Task to carry out: Please copy all the lines that follow, word for word.

Entries supplied:

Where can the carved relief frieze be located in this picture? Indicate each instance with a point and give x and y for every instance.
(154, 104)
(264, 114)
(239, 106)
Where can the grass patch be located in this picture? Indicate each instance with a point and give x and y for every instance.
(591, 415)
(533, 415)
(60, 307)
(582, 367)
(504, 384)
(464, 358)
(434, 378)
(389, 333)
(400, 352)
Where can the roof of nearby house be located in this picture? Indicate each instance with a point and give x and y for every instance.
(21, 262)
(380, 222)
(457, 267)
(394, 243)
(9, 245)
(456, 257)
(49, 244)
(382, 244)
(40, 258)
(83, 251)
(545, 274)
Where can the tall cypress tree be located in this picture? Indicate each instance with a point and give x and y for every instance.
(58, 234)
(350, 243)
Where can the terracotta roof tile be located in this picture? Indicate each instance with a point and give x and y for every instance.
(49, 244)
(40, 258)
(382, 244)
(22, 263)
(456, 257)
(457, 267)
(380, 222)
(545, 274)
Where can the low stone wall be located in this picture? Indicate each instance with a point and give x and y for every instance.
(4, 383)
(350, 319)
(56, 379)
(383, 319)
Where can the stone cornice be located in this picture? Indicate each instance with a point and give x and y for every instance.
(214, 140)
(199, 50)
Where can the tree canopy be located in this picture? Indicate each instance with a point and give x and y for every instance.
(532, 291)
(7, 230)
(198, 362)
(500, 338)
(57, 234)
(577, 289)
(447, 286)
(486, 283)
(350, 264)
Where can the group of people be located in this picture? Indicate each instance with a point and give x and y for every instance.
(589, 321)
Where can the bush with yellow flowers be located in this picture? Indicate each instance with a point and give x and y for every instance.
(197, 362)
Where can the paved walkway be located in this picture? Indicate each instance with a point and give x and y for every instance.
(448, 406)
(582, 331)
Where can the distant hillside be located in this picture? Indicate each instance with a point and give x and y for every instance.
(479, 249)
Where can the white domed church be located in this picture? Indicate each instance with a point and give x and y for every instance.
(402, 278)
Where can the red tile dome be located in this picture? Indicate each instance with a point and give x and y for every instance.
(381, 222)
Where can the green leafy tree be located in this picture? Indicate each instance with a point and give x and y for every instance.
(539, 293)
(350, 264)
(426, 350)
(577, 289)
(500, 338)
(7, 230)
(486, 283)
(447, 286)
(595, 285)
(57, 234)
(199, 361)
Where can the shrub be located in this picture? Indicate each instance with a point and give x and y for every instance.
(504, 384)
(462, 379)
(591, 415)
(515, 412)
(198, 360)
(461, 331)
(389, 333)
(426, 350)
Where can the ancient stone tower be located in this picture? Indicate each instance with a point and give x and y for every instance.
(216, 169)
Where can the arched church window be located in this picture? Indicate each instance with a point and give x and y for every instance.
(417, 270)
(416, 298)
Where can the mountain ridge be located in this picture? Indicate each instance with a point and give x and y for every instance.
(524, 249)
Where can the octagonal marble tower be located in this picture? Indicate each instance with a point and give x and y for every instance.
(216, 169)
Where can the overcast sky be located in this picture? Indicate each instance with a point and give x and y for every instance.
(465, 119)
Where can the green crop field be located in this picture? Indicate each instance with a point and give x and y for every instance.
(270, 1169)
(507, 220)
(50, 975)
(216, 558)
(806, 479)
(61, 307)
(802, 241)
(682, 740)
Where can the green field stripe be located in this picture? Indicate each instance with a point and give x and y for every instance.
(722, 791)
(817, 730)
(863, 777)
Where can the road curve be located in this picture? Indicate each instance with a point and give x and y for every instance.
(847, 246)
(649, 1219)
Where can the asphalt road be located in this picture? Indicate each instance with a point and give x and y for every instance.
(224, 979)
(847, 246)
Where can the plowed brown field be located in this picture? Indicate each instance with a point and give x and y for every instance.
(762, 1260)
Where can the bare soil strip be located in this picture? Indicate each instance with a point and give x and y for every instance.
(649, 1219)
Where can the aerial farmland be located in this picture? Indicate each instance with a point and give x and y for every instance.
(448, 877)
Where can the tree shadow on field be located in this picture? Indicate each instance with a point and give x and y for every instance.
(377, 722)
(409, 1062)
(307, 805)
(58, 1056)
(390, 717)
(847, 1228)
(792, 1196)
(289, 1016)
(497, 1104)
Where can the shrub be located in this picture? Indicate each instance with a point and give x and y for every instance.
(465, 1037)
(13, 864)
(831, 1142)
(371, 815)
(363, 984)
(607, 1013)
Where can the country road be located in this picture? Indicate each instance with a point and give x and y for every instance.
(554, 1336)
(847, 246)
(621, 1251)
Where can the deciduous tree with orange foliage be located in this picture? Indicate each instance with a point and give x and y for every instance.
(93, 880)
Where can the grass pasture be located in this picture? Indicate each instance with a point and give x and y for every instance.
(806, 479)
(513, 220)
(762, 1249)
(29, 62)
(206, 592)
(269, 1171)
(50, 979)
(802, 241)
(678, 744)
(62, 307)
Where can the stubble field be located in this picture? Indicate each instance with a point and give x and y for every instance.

Right answer:
Where can the carved relief frieze be located in this picture? Indicate each instance with a point and give x and y for every instance.
(154, 104)
(264, 114)
(239, 106)
Where can the grass patch be located in this picture? Indicate each instance with a point and give x and y for every instance.
(591, 415)
(533, 415)
(60, 307)
(582, 367)
(504, 384)
(464, 358)
(434, 378)
(389, 333)
(400, 352)
Where can the roof of nearby house be located in this picture? Indicate each instance with a point and give x and y for every instance.
(21, 262)
(380, 222)
(457, 267)
(394, 243)
(9, 245)
(456, 257)
(49, 244)
(382, 244)
(40, 258)
(83, 251)
(545, 274)
Where can the tall cypress tree be located in this picture? Indicate each instance with a point and give x and y for every instance.
(58, 234)
(350, 243)
Where can the terracotta roof tile be located in this picture? Indicate each instance with a point and give x and y for every instance.
(49, 244)
(40, 258)
(382, 244)
(22, 263)
(456, 257)
(457, 267)
(380, 222)
(545, 274)
Where can the low stone wall be located in this picture? Indicate each instance with a point and give x and y for every instance.
(4, 383)
(350, 319)
(56, 379)
(383, 319)
Where can the stone cornice be located in this picture? Indicate each instance with a point and give x and y for every instance.
(214, 140)
(199, 50)
Where can the tree canopy be located in this picture? Indicate each instance with a point and give x and y for every instance.
(532, 291)
(7, 230)
(198, 362)
(500, 338)
(57, 234)
(577, 289)
(447, 286)
(486, 283)
(350, 264)
Where can the group of people be located in this picture? Indicate each instance with a point and give x and y for every instance.
(589, 321)
Where can the bush with yellow flowers be located in this picture? Indicate each instance with a point and give x and y for every instance.
(197, 362)
Where can the paved walkway be located in this picture? Indicate each instance with a point and give x and y for every instance.
(448, 406)
(582, 331)
Where can the distant hillside be located in this picture? Indicate each instance with a point and give x and y for every instance.
(479, 249)
Where can the white domed church be located in this picture? Indicate each instance with a point and give x and y for every instance.
(402, 278)
Where can the red tile dome be located in this picture? Indicate each instance with a point and give x and y for every instance.
(381, 222)
Where can the green leafy tree be located in this picture? Indicate each instance with a point and give x and y for every instance.
(539, 293)
(350, 264)
(426, 350)
(577, 289)
(500, 338)
(7, 230)
(486, 283)
(447, 286)
(595, 285)
(57, 234)
(199, 361)
Where can the shrub be located in this picture? Indicate each instance with a point and give x and y for every instance.
(504, 384)
(462, 379)
(591, 415)
(515, 412)
(198, 360)
(461, 331)
(389, 333)
(426, 350)
Where can the ancient stone tower be located in this picture? Indicate each instance with a point and give x and y for every instance.
(216, 169)
Where can the arched church window be located in this picture? Indicate each instance with a point and give x and y for every instance.
(417, 270)
(416, 298)
Where can the mountain ridge be located in this picture? Indicate each instance with a point and give x and y for every instance.
(524, 249)
Where can the octagonal marble tower be located in this picture? Indicate each instance with a point and give x and y for every instance.
(216, 169)
Where can the overcast sky be located in this picture? Indicate each instance with a point and give x and y for every instance.
(465, 119)
Where can the green crop field be located in this picture? Indicate each instance with a point and give x and y for every instance.
(270, 1169)
(507, 220)
(50, 975)
(216, 558)
(806, 479)
(61, 307)
(802, 241)
(682, 740)
Where can the green field stripe be located in this picture? Indicate each instance with a point and give x and y for every instance.
(722, 791)
(817, 730)
(863, 777)
Where can the road curve be located in this picture? Indicate each instance with a point and give x and y for every instance.
(847, 246)
(649, 1219)
Where can the asphalt road be located in this picture? Indicate each instance with a point and give x and y for every instance.
(224, 979)
(847, 246)
Where can the plowed brown field be located in this picture? Indicate each instance with a point and give x and y for every instance.
(762, 1260)
Where can the bare soil strip be located in this picture? Indicate each instance with a point and give x and y for every instance.
(649, 1219)
Where can the aerial farmland be located in this picture? Indicate each instance with a point and give x and y for every instance.
(448, 877)
Where can the tree shadow on field be located in this picture? Indicate each instance with a point and give x and y for every instance.
(377, 722)
(409, 1062)
(307, 805)
(58, 1056)
(390, 717)
(847, 1228)
(792, 1196)
(289, 1016)
(497, 1104)
Where can the shrub be located in this picture? Indicate each instance with a point and give x and y for every instance.
(465, 1037)
(13, 864)
(831, 1142)
(371, 815)
(363, 984)
(607, 1013)
Where can the country road be located in this picture? Indicate each instance with a point and give x and y for every instance.
(554, 1336)
(847, 246)
(621, 1251)
Where can the deciduous tree with orange foliage be located in this picture? Indicate each instance with a point and give x and y for every instance.
(93, 880)
Where can the grass pasture be located in this picture? Indicate each instance with a point and give x and y for every instance.
(806, 479)
(513, 220)
(762, 1249)
(29, 62)
(206, 592)
(269, 1171)
(50, 979)
(802, 241)
(678, 744)
(62, 307)
Where can the stubble field be located in this picture? Indicate each instance with a point and give x and y for every instance.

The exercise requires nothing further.